Write each line word for word, from the line that contains "black boot in the image above." through the last line of the material below.

— START Data for processing —

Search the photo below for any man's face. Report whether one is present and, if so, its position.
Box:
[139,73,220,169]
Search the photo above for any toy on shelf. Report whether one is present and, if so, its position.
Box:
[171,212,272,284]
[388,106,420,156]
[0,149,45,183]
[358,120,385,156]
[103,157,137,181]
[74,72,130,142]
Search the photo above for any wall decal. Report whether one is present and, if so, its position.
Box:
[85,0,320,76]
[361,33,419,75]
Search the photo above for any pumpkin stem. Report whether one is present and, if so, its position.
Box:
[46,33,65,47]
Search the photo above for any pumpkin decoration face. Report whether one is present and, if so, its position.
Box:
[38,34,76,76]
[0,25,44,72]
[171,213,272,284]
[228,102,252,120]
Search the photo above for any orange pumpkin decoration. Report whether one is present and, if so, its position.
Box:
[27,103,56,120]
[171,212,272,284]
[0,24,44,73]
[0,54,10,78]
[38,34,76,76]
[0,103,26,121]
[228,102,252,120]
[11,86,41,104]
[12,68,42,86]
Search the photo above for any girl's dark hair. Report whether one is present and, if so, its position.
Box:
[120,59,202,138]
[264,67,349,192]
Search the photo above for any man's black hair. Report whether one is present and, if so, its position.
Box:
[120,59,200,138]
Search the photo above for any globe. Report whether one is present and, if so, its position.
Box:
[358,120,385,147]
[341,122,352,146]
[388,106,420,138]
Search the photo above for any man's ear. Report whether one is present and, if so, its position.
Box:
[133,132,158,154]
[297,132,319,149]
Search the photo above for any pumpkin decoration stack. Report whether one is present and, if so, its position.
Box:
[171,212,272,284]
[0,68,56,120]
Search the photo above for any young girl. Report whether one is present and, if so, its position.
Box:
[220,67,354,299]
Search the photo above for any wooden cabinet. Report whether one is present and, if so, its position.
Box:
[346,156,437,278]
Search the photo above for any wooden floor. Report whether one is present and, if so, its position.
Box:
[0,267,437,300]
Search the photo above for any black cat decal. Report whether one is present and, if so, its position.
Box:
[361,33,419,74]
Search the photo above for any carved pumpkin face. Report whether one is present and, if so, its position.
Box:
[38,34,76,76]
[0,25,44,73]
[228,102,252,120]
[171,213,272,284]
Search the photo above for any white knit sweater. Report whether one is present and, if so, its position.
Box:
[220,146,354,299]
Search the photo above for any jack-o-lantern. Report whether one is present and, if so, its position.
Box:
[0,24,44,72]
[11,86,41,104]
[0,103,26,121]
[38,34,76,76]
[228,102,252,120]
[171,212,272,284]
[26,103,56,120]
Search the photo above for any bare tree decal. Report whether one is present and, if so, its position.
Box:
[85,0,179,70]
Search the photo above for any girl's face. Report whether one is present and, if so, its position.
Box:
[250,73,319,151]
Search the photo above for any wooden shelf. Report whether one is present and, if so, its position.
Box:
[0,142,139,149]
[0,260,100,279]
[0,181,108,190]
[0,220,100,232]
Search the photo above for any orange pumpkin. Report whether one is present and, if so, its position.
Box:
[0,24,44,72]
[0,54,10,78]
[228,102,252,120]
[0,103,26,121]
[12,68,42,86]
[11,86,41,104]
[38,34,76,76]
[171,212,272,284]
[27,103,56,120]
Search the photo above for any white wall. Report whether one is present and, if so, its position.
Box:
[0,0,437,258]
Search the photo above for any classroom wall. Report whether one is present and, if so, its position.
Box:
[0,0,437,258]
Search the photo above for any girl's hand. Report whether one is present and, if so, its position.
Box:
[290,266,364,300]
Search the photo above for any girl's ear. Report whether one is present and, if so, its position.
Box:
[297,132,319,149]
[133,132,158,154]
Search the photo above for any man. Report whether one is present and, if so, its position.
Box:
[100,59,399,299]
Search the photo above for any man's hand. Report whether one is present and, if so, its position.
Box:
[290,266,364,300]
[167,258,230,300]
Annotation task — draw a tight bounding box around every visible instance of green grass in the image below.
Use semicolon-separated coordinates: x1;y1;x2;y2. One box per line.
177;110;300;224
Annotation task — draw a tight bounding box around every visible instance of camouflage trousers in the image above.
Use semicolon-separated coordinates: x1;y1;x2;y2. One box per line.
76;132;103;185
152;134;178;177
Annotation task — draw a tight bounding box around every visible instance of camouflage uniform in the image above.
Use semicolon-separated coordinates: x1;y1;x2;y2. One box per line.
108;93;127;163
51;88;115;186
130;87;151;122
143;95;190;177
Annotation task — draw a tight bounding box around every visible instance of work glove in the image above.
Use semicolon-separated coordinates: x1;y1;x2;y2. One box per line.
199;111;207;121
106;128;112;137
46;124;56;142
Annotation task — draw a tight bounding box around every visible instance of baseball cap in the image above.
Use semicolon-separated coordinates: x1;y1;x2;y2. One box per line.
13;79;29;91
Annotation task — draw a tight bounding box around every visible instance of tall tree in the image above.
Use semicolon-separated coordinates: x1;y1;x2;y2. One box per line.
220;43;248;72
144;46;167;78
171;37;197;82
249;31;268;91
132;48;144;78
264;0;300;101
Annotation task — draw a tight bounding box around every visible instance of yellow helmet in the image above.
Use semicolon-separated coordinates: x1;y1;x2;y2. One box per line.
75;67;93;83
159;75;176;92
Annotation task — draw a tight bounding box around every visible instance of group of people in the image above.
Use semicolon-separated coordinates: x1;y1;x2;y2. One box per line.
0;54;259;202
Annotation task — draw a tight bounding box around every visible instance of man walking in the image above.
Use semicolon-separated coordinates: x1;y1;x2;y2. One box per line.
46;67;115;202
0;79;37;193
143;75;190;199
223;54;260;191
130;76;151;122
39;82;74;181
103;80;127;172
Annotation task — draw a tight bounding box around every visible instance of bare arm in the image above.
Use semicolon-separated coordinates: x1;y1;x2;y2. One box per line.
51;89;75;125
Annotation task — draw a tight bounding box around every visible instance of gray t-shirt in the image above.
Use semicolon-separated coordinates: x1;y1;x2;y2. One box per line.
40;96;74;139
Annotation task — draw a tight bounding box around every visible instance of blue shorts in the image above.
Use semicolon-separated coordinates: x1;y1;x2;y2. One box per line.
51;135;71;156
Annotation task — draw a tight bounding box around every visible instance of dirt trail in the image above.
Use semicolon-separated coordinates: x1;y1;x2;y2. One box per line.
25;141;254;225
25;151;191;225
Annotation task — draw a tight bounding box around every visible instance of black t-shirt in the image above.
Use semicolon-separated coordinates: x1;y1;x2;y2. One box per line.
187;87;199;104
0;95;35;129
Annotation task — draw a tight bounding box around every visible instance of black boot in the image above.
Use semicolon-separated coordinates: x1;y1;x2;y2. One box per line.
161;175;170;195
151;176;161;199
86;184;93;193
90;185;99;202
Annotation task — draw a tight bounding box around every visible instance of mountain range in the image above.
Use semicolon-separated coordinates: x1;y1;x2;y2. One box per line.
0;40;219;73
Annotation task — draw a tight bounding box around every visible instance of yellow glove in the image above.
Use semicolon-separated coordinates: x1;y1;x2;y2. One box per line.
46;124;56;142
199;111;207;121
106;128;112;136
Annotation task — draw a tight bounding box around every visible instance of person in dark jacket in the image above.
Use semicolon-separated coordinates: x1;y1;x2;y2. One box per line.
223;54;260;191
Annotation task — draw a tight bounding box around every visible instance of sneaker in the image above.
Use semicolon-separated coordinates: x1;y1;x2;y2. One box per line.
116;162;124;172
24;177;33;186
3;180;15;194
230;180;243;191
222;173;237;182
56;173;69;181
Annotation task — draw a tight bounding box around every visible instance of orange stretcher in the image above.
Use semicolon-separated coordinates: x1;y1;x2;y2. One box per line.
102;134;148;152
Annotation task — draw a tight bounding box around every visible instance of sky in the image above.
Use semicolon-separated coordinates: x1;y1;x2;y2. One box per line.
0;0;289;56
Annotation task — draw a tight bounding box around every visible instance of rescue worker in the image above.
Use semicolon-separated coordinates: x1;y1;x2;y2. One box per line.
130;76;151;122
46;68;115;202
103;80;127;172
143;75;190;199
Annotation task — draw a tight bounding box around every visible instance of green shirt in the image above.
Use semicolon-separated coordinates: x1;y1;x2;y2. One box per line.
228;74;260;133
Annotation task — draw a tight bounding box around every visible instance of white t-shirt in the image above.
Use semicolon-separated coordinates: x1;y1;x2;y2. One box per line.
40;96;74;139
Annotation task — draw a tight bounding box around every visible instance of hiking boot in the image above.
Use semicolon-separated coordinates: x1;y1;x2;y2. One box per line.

— END Data for processing —

-- Output of the exercise --
Annotation task — draw a tight bounding box around every visible instance of black boot in the image above.
Use semicolon-separated coordinates: x1;y1;x2;y2. One box per line.
161;175;170;195
151;176;161;199
86;184;93;193
90;185;99;202
Annotation task — draw a tight bounding box around every visible instance of mountain range in the image above.
Use semicolon-separated coordinates: x1;y1;x2;y2. One box per line.
0;40;219;73
Annotation task — draw a tight bounding box around every visible instance of yellow glove in the image above.
Use semicolon-separated coordinates: x1;y1;x2;y2. One box per line.
46;124;56;142
199;111;207;121
106;128;112;136
Annotation task — draw a tight bounding box around every visible instance of person in dark jacket in the image above.
Use semicolon-separated coordinates: x1;y1;x2;y2. One box per line.
223;54;260;191
Annotation task — draw a tight bounding box around every visible instance of sneaker in the image above.
Use semicolon-separated coordinates: x1;y1;x2;y2. One box per line.
116;162;124;172
24;177;33;186
3;180;15;194
230;180;243;191
222;173;237;182
56;173;69;181
Annotation task — draw a tight bounding box around every visible instance of orange stretcher in the image above.
Use semicolon-separated coordinates: x1;y1;x2;y2. One box per line.
102;134;148;152
Annotation task — draw a tight bounding box around every visible instance of sky in the image above.
Use semicolon-separated coordinates: x1;y1;x2;y2. One box per line.
0;0;289;56
Annotation task — draw a tight bounding box around every visible instance of rescue worker in the image above.
Use semicolon-separated coordinates: x1;y1;x2;y2. One box per line.
130;76;151;122
46;68;115;202
103;80;127;172
143;75;190;199
Annotation task — draw a tight bounding box around every visible instance of green shirt in the image above.
Use semicolon-separated coordinates: x1;y1;x2;y2. One box per line.
228;74;260;133
Annotation task — draw a tight bounding box around every visible instance of white t-shirt in the image above.
Use semicolon-separated coordinates: x1;y1;x2;y2. One box per line.
40;96;74;139
Annotation task — draw a tight bounding box around every visible instance of hiking boot in the image above.
Use semicolon-separated coordinates: x1;y1;x2;y2. One box per line.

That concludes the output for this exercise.